### To be done
Could you format the data below as a Markdown table with the columns Row and Line, one row per line, skipping blank lines?

── Data in this exercise ──

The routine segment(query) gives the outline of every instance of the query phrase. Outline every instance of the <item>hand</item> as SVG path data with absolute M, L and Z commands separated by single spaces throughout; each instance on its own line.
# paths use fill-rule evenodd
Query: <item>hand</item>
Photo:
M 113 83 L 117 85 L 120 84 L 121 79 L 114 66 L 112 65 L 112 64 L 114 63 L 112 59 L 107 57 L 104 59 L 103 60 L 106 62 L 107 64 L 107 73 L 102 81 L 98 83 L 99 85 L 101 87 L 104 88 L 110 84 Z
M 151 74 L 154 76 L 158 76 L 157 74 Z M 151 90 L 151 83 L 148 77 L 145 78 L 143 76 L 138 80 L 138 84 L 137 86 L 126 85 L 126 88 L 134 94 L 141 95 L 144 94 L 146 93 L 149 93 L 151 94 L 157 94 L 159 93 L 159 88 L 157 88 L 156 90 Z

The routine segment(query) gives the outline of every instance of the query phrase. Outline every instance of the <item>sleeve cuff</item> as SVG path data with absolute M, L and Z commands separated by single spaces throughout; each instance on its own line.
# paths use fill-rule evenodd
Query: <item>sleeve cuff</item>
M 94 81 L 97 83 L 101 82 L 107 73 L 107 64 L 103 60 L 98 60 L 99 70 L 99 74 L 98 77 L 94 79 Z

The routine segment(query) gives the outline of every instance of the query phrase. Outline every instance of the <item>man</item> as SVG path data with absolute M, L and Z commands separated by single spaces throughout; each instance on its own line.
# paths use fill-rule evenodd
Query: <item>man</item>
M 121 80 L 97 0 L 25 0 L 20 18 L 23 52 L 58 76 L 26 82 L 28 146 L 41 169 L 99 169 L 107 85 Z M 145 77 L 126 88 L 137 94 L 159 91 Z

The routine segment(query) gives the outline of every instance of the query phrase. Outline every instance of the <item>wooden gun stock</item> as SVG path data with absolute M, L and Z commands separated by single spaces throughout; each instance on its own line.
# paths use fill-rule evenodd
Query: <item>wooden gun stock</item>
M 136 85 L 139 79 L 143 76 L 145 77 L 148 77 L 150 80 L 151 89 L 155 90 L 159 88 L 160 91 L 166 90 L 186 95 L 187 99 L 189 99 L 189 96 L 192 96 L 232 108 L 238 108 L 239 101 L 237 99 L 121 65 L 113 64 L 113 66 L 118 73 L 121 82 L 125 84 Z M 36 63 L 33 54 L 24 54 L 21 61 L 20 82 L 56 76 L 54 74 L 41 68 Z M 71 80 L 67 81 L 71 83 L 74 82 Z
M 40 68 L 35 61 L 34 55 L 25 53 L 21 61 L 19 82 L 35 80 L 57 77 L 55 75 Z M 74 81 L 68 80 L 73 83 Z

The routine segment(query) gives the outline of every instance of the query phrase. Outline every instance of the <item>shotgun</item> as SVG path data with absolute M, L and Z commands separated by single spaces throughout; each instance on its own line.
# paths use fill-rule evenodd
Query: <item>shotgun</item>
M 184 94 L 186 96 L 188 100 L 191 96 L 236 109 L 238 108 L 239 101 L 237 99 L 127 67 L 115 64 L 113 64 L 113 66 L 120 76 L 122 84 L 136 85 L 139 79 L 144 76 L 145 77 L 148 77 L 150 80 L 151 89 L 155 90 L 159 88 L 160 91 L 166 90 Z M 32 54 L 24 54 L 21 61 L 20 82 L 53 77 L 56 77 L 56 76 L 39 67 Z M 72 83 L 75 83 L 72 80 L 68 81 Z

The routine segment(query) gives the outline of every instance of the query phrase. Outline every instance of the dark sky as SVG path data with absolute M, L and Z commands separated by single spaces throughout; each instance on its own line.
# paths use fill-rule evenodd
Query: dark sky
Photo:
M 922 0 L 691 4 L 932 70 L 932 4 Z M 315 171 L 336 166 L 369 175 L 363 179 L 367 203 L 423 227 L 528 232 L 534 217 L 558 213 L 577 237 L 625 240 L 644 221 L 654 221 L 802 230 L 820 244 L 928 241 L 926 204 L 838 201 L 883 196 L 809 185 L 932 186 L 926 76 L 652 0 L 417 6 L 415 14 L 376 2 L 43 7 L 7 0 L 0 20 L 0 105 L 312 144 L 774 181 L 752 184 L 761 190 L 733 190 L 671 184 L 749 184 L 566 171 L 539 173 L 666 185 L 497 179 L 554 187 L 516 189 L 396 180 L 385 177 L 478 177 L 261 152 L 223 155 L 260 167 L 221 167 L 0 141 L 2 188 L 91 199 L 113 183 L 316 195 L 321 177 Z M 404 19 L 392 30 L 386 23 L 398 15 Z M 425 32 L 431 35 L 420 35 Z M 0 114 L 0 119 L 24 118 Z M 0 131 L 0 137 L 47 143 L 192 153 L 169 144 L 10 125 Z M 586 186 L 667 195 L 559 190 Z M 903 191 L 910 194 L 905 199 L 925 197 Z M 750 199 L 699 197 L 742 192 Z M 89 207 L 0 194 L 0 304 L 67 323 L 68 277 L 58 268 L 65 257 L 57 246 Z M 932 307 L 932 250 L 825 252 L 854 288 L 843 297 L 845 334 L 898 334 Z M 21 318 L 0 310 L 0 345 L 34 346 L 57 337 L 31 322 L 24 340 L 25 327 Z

───

### Completed exercise
| Row | Line |
|---|---|
| 1 | The routine segment(query) gives the outline of every instance of the query phrase. Outline every instance of the <item>hand</item> as SVG path data with absolute M, L and Z commands separated by single spaces throughout; each instance on its own line. |
| 2 | # paths use fill-rule evenodd |
| 3 | Query: <item>hand</item> |
| 4 | Photo: |
| 5 | M 113 83 L 117 85 L 120 84 L 121 79 L 114 66 L 112 65 L 112 64 L 114 63 L 112 59 L 107 57 L 104 59 L 103 60 L 106 62 L 107 64 L 107 73 L 102 81 L 98 83 L 99 85 L 101 87 L 104 88 L 110 84 Z |
| 6 | M 151 74 L 154 76 L 158 76 L 157 74 Z M 151 90 L 151 83 L 148 77 L 145 78 L 143 76 L 138 80 L 138 84 L 137 86 L 126 85 L 126 88 L 134 94 L 141 95 L 144 94 L 146 93 L 149 93 L 151 94 L 157 94 L 159 93 L 159 88 L 157 88 L 156 90 Z |
| 7 | The routine segment(query) gives the outline of every instance of the query phrase. Outline every instance of the <item>sleeve cuff</item> as SVG path data with absolute M, L and Z commands separated by single spaces throughout; each instance on its own line. |
| 8 | # paths use fill-rule evenodd |
| 9 | Query: <item>sleeve cuff</item> |
| 10 | M 94 81 L 97 83 L 101 82 L 107 73 L 107 64 L 103 60 L 98 60 L 99 70 L 99 74 L 98 77 L 94 79 Z |
| 11 | The routine segment(query) gives the outline of every instance of the query phrase. Outline every instance of the <item>man</item> as SVG path data with absolute M, L and Z commands separated by single spaces throughout; each instance on its own line. |
| 12 | # paths use fill-rule evenodd |
| 13 | Query: <item>man</item> |
| 14 | M 121 80 L 97 0 L 25 0 L 20 18 L 23 52 L 58 76 L 26 82 L 28 146 L 41 169 L 99 169 L 107 85 Z M 145 77 L 126 88 L 137 94 L 159 91 Z |
| 15 | The routine segment(query) gives the outline of every instance of the query phrase. Outline every instance of the <item>wooden gun stock</item> as SVG path data with absolute M, L and Z commands separated by single spaces throughout; each instance on its own line. |
| 16 | # paths use fill-rule evenodd |
| 17 | Query: <item>wooden gun stock</item> |
| 18 | M 136 85 L 139 79 L 143 76 L 145 77 L 148 77 L 150 80 L 151 89 L 155 90 L 159 88 L 160 91 L 166 90 L 186 95 L 187 99 L 189 99 L 189 96 L 192 96 L 232 108 L 238 108 L 239 101 L 237 99 L 121 65 L 113 64 L 113 66 L 118 73 L 121 82 L 125 84 Z M 36 63 L 33 54 L 24 54 L 21 61 L 20 82 L 56 76 L 54 74 L 41 68 Z M 71 80 L 67 81 L 71 83 L 74 82 Z |
| 19 | M 40 68 L 35 61 L 34 55 L 25 53 L 21 61 L 19 82 L 35 80 L 57 77 L 55 75 Z M 74 81 L 68 80 L 73 83 Z |
| 20 | The routine segment(query) gives the outline of every instance of the query phrase. Outline every instance of the <item>shotgun</item> as SVG path data with absolute M, L and Z commands separated by single spaces throughout; each instance on its own line. |
| 21 | # paths use fill-rule evenodd |
| 22 | Query: <item>shotgun</item> |
| 23 | M 184 94 L 186 96 L 188 100 L 191 96 L 236 109 L 238 108 L 239 101 L 237 99 L 127 67 L 115 64 L 113 64 L 113 66 L 120 76 L 122 84 L 136 85 L 139 79 L 144 76 L 145 77 L 148 77 L 150 80 L 151 89 L 155 90 L 159 88 L 160 91 L 166 90 Z M 32 54 L 24 54 L 21 61 L 20 82 L 53 77 L 56 77 L 56 76 L 39 67 Z M 72 83 L 75 83 L 72 80 L 68 81 Z |
| 24 | The routine segment(query) gives the outline of every instance of the query phrase. Outline every instance of the dark sky as SVG path data with absolute M, L and Z commands separated by single spaces throughout; each instance on its own line. |
| 25 | # paths use fill-rule evenodd |
| 26 | Query: dark sky |
| 27 | Photo: |
| 28 | M 922 0 L 691 4 L 932 70 L 932 4 Z M 315 171 L 336 166 L 369 175 L 363 179 L 367 203 L 423 227 L 528 232 L 534 217 L 558 213 L 577 237 L 625 240 L 644 221 L 654 221 L 802 230 L 820 244 L 928 241 L 926 204 L 838 201 L 883 196 L 809 185 L 932 186 L 926 76 L 652 0 L 417 6 L 415 14 L 376 2 L 43 7 L 7 0 L 0 20 L 0 105 L 312 144 L 774 181 L 752 184 L 761 190 L 733 190 L 671 184 L 749 184 L 566 171 L 539 173 L 666 185 L 497 179 L 554 187 L 516 189 L 396 180 L 385 177 L 478 177 L 261 152 L 223 155 L 260 167 L 221 167 L 0 141 L 2 188 L 91 199 L 113 183 L 316 195 L 321 177 Z M 404 19 L 392 30 L 386 23 L 398 15 Z M 425 32 L 431 35 L 420 35 Z M 0 114 L 0 119 L 24 118 Z M 0 131 L 0 137 L 47 143 L 192 153 L 169 144 L 10 125 Z M 586 186 L 667 195 L 559 190 Z M 903 191 L 910 194 L 905 199 L 925 197 Z M 750 199 L 699 197 L 742 192 Z M 89 207 L 0 194 L 0 304 L 67 323 L 68 277 L 58 268 L 65 257 L 57 246 Z M 932 307 L 932 250 L 825 252 L 854 288 L 843 297 L 845 334 L 898 334 Z M 21 318 L 0 310 L 0 345 L 34 346 L 57 337 L 31 322 L 24 340 L 25 327 Z |